> [How to complete this task]: Print out every record below, exactly as written.

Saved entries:
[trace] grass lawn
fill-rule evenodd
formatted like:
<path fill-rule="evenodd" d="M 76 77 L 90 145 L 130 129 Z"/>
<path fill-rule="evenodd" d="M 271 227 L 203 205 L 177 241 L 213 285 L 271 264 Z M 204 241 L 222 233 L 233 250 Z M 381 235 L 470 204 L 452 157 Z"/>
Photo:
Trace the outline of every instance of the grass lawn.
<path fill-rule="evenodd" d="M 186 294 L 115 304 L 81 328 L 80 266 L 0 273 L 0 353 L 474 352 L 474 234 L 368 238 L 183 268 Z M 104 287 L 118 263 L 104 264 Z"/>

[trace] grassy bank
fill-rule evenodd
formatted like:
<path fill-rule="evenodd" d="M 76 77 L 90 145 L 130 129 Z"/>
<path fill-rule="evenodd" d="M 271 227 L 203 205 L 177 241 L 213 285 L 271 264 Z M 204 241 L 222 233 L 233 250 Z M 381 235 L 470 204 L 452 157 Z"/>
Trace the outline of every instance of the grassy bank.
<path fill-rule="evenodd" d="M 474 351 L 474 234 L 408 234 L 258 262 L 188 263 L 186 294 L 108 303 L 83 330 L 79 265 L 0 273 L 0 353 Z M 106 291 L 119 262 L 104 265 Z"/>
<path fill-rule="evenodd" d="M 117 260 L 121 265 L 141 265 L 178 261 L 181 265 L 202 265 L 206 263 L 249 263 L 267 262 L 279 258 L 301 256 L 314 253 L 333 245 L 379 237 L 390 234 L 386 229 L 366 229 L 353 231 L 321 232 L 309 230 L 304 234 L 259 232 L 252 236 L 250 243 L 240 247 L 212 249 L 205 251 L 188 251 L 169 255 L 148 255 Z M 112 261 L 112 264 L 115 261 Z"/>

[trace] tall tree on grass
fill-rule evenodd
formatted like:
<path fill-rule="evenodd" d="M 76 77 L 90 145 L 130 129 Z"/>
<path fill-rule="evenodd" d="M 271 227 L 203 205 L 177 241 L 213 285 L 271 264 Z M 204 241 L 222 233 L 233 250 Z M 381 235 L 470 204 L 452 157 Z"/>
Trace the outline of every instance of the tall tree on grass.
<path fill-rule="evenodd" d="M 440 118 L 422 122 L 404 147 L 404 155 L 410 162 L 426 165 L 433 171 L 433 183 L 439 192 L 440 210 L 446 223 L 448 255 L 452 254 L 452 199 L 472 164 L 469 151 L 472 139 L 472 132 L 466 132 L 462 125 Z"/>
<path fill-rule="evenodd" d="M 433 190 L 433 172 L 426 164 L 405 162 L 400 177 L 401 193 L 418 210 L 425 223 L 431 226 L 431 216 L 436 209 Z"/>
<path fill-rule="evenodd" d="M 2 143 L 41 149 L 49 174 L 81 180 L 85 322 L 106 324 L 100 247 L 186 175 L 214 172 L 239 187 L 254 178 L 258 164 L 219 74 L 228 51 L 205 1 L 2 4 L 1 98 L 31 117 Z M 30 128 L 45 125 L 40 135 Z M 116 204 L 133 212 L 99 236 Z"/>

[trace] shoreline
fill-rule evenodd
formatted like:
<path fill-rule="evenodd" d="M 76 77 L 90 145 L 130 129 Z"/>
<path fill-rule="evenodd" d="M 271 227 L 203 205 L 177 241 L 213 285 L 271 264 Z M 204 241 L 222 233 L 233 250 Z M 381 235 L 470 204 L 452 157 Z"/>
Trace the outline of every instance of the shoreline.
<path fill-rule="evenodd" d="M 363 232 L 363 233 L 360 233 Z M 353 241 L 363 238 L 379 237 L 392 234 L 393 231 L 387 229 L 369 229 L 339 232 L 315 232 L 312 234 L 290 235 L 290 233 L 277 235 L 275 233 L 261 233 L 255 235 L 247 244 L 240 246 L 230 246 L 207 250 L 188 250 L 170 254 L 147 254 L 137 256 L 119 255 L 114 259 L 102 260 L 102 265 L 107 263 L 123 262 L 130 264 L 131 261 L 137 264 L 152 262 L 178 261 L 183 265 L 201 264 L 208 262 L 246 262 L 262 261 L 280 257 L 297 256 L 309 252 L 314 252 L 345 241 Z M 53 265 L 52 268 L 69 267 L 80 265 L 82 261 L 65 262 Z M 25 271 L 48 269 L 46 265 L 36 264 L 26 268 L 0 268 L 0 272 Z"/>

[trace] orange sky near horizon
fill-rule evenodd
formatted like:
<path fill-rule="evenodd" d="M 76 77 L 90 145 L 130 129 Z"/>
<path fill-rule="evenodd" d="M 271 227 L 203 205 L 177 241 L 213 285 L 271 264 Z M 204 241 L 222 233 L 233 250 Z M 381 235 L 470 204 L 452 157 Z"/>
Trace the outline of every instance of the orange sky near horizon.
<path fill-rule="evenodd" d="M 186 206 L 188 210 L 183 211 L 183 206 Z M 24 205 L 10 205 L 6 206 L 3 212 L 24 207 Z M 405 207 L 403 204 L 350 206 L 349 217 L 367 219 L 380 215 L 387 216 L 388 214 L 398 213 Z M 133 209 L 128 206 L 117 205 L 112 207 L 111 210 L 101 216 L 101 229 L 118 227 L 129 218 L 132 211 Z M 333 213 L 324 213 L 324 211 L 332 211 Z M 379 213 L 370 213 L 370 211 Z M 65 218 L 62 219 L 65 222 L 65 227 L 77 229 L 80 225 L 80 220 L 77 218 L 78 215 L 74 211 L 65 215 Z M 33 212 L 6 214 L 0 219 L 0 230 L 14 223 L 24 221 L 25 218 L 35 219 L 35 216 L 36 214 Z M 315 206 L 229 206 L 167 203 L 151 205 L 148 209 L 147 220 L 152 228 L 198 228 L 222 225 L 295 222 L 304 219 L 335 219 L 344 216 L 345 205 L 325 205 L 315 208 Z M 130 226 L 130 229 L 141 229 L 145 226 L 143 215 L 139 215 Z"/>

> [Output for this task]:
[trace] grass lawn
fill-rule evenodd
formatted like:
<path fill-rule="evenodd" d="M 76 77 L 90 145 L 130 129 Z"/>
<path fill-rule="evenodd" d="M 271 227 L 203 205 L 177 241 L 213 285 L 271 264 Z M 204 241 L 222 233 L 233 250 Z M 381 235 L 470 204 L 452 157 Z"/>
Photo:
Trace the outline of every instance of the grass lawn.
<path fill-rule="evenodd" d="M 186 294 L 115 304 L 81 328 L 80 266 L 0 273 L 0 353 L 474 352 L 474 234 L 368 238 L 183 268 Z M 104 287 L 118 263 L 104 264 Z"/>

[trace] grassy bank
fill-rule evenodd
formatted like:
<path fill-rule="evenodd" d="M 76 77 L 90 145 L 130 129 Z"/>
<path fill-rule="evenodd" d="M 271 227 L 203 205 L 177 241 L 213 285 L 271 264 Z M 204 241 L 222 233 L 233 250 Z M 381 235 L 470 204 L 452 157 Z"/>
Trace the outline of every instance of the grassy bank.
<path fill-rule="evenodd" d="M 474 351 L 474 234 L 408 234 L 258 262 L 188 263 L 186 294 L 108 303 L 83 330 L 79 265 L 0 273 L 0 353 Z M 106 291 L 119 262 L 104 265 Z"/>
<path fill-rule="evenodd" d="M 117 260 L 121 265 L 141 265 L 178 261 L 181 265 L 202 265 L 206 263 L 249 263 L 267 262 L 279 258 L 301 256 L 314 253 L 333 245 L 379 237 L 390 234 L 386 229 L 366 229 L 353 231 L 321 232 L 309 230 L 304 234 L 259 232 L 252 236 L 250 243 L 240 247 L 212 249 L 205 251 L 188 251 L 169 255 L 148 255 Z M 112 261 L 112 264 L 115 261 Z"/>

[trace] tall tree on grass
fill-rule evenodd
formatted like:
<path fill-rule="evenodd" d="M 76 77 L 90 145 L 130 129 Z"/>
<path fill-rule="evenodd" d="M 271 227 L 203 205 L 177 241 L 213 285 L 271 264 Z M 204 241 L 222 233 L 233 250 Z M 381 235 L 470 204 L 452 157 Z"/>
Trace the outline of every instance of the tall tree on grass.
<path fill-rule="evenodd" d="M 440 118 L 422 122 L 404 147 L 404 155 L 410 162 L 426 165 L 433 171 L 433 183 L 439 192 L 440 210 L 446 223 L 448 255 L 452 254 L 452 199 L 472 164 L 469 151 L 472 139 L 472 132 L 466 132 L 462 125 Z"/>
<path fill-rule="evenodd" d="M 433 190 L 433 172 L 426 164 L 405 162 L 400 177 L 401 193 L 418 210 L 425 223 L 431 226 L 431 216 L 436 209 Z"/>
<path fill-rule="evenodd" d="M 2 143 L 41 149 L 49 174 L 81 180 L 85 322 L 106 324 L 100 247 L 186 175 L 214 172 L 239 187 L 254 178 L 258 164 L 219 74 L 228 51 L 205 1 L 2 4 L 1 98 L 31 117 Z M 30 128 L 45 125 L 40 135 Z M 116 204 L 133 212 L 99 236 Z"/>

[trace] shoreline
fill-rule evenodd
formatted like:
<path fill-rule="evenodd" d="M 76 77 L 90 145 L 130 129 Z"/>
<path fill-rule="evenodd" d="M 271 227 L 203 205 L 177 241 L 213 285 L 271 264 Z M 204 241 L 222 233 L 233 250 Z M 381 235 L 470 204 L 452 157 Z"/>
Trace the outline of every instance of the shoreline.
<path fill-rule="evenodd" d="M 363 232 L 363 233 L 360 233 Z M 353 241 L 363 238 L 379 237 L 392 234 L 393 231 L 387 229 L 369 229 L 339 232 L 315 232 L 312 234 L 290 235 L 290 233 L 277 235 L 275 233 L 261 233 L 255 235 L 247 244 L 240 246 L 230 246 L 207 250 L 188 250 L 170 254 L 147 254 L 137 256 L 119 255 L 114 259 L 102 260 L 102 265 L 107 263 L 123 262 L 130 264 L 131 261 L 137 264 L 152 262 L 178 261 L 183 265 L 201 264 L 208 262 L 246 262 L 262 261 L 280 257 L 297 256 L 309 252 L 314 252 L 345 241 Z M 53 265 L 52 268 L 69 267 L 80 265 L 82 261 L 65 262 Z M 25 271 L 48 269 L 46 265 L 36 264 L 26 268 L 0 268 L 0 272 Z"/>

[trace] orange sky near horizon
fill-rule evenodd
formatted like:
<path fill-rule="evenodd" d="M 76 77 L 90 145 L 130 129 Z"/>
<path fill-rule="evenodd" d="M 271 227 L 203 205 L 177 241 L 213 285 L 271 264 Z M 204 241 L 222 233 L 233 250 Z M 381 235 L 470 204 L 452 157 Z"/>
Trace the outline of every instance of the orange sky near horizon.
<path fill-rule="evenodd" d="M 186 206 L 188 210 L 183 211 L 183 206 Z M 24 205 L 10 205 L 6 206 L 3 212 L 24 207 Z M 405 207 L 403 204 L 350 206 L 349 217 L 367 219 L 380 215 L 387 216 L 388 214 L 398 213 Z M 133 209 L 128 206 L 117 205 L 112 207 L 111 210 L 101 216 L 101 229 L 118 227 L 129 218 L 132 211 Z M 333 213 L 324 213 L 324 211 L 332 211 Z M 379 213 L 370 213 L 370 211 Z M 65 218 L 62 219 L 65 222 L 65 227 L 77 229 L 80 225 L 80 220 L 77 218 L 78 215 L 74 211 L 65 215 Z M 33 212 L 6 214 L 0 219 L 0 230 L 14 223 L 24 221 L 25 218 L 35 219 L 35 216 L 36 214 Z M 315 206 L 229 206 L 167 203 L 151 205 L 148 209 L 147 220 L 152 228 L 198 228 L 222 225 L 295 222 L 304 219 L 335 219 L 344 216 L 345 205 L 325 205 L 315 208 Z M 130 226 L 130 229 L 141 229 L 145 226 L 143 215 L 139 215 Z"/>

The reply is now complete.